Text
Still, we think it's worth pointing out a few patterns that are so common that you'll have seen several examples of each before you finish this book. Once you learn these patterns, you can write similar procedures almost automatically. But there's an irony in learning patterns: In Scheme, once you've identified a pattern, you can write a general-purpose procedure that handles all such cases without writing individual procedures for each situation. Then you don't have to use the pattern any more! Chapter 8 presents several general pattern-handling procedures, called higher-order procedures. In this chapter we'll consider the patterns corresponding to those higher-order procedures, and we'll use the names of those procedures to name the patterns.

What's the point of learning patterns if you can use higher-order procedures instead? There are at least two points. The first, as you'll see very soon, is that some problems almost follow one of the patterns; in that case, you can't use the corresponding higher-order procedure, which works only for problems that exactly follow the pattern. But you can use your understanding of the pattern to help with these related problems. The second point is that in Chapter 19 we'll show how the higher-order functions are themselves implemented using these recursive patterns.

This chapter isn't an official list of all important patterns; as you gain programming experience, you'll certainly add more patterns to your repertoire.

The `Every` Pattern

Here's a procedure to square every number in a sentence of numbers:

(define (square-sent sent)
  (if (empty? sent)
      '()
      (se (square (first sent))
          (square-sent (bf sent)))))

Here's a procedure to translate every word of a sentence into Pig Latin:

(define (pigl-sent sent)
  (if (empty? sent)
      '()
      (se (pigl (first sent))
          (pigl-sent (bf sent)))))

Challenge 1
Answer these questions about the text above.
(a) Which chapter presents general pattern-handling procedures?
(b) In which chapter will the higher-order functions be shown to be implemented using recursive patterns?
(c) What does the procedure square-sent do?

Stored data
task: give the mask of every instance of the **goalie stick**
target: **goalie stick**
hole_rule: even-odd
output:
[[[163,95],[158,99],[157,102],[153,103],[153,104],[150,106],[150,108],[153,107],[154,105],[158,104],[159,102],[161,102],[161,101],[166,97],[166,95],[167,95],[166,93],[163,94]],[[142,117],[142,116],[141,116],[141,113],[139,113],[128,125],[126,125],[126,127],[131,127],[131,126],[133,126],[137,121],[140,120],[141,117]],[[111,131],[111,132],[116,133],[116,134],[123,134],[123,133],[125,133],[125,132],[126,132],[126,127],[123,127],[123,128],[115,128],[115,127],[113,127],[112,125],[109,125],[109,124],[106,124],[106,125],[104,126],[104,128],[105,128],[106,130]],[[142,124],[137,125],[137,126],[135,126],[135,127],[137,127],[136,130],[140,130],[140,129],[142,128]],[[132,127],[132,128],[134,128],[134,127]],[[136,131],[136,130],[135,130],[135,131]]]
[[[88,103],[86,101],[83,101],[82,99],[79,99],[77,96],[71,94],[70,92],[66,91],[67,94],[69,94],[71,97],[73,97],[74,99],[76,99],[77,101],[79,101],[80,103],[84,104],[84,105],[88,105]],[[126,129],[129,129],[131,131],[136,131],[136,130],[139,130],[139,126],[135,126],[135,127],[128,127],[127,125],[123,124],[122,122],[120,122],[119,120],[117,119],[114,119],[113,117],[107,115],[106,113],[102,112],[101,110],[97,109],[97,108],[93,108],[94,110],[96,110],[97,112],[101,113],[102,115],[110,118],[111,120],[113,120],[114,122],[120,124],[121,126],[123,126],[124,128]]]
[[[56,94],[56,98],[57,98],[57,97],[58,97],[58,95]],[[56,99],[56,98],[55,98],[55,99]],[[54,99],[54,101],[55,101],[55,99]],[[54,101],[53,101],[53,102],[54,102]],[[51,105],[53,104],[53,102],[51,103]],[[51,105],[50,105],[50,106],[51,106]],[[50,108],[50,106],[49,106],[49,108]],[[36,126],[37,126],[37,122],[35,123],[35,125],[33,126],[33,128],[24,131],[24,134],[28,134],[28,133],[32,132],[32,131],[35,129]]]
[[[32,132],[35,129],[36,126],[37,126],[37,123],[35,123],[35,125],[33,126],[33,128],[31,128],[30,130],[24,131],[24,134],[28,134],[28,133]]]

Challenge 2
Swap "goalie stick" for "hockey stick" throughout the listing above, and write out all of its lines again with everything else unchanged.

Task output 1
(a) Chapter 8
(b) Chapter 19
(c) It squares every number in a sentence of numbers.

Task output 2
task: give the mask of every instance of the **hockey stick**
target: **hockey stick**
hole_rule: even-odd
output:
[[[163,95],[158,99],[157,102],[153,103],[153,104],[150,106],[150,108],[153,107],[154,105],[158,104],[159,102],[161,102],[161,101],[166,97],[166,95],[167,95],[166,93],[163,94]],[[142,117],[142,116],[141,116],[141,113],[139,113],[128,125],[126,125],[126,127],[131,127],[131,126],[133,126],[137,121],[140,120],[141,117]],[[111,131],[111,132],[116,133],[116,134],[123,134],[123,133],[125,133],[125,132],[126,132],[126,127],[123,127],[123,128],[115,128],[115,127],[113,127],[112,125],[109,125],[109,124],[106,124],[106,125],[104,126],[104,128],[105,128],[106,130]],[[142,124],[137,125],[137,126],[135,126],[135,127],[137,127],[136,130],[140,130],[140,129],[142,128]],[[132,127],[132,128],[134,128],[134,127]],[[136,131],[136,130],[135,130],[135,131]]]
[[[88,103],[86,101],[83,101],[82,99],[79,99],[77,96],[71,94],[70,92],[66,91],[67,94],[69,94],[71,97],[73,97],[74,99],[76,99],[77,101],[79,101],[80,103],[84,104],[84,105],[88,105]],[[126,129],[129,129],[131,131],[136,131],[136,130],[139,130],[139,126],[135,126],[135,127],[128,127],[127,125],[123,124],[122,122],[120,122],[119,120],[117,119],[114,119],[113,117],[107,115],[106,113],[102,112],[101,110],[97,109],[97,108],[93,108],[94,110],[96,110],[97,112],[101,113],[102,115],[110,118],[111,120],[113,120],[114,122],[120,124],[121,126],[123,126],[124,128]]]
[[[56,94],[56,98],[57,98],[57,97],[58,97],[58,95]],[[56,99],[56,98],[55,98],[55,99]],[[54,99],[54,101],[55,101],[55,99]],[[54,101],[53,101],[53,102],[54,102]],[[51,105],[53,104],[53,102],[51,103]],[[51,105],[50,105],[50,106],[51,106]],[[50,108],[50,106],[49,106],[49,108]],[[36,126],[37,126],[37,122],[35,123],[35,125],[33,126],[33,128],[24,131],[24,134],[28,134],[28,133],[32,132],[32,131],[35,129]]]
[[[32,132],[35,129],[36,126],[37,126],[37,123],[35,123],[35,125],[33,126],[33,128],[31,128],[30,130],[24,131],[24,134],[28,134],[28,133]]]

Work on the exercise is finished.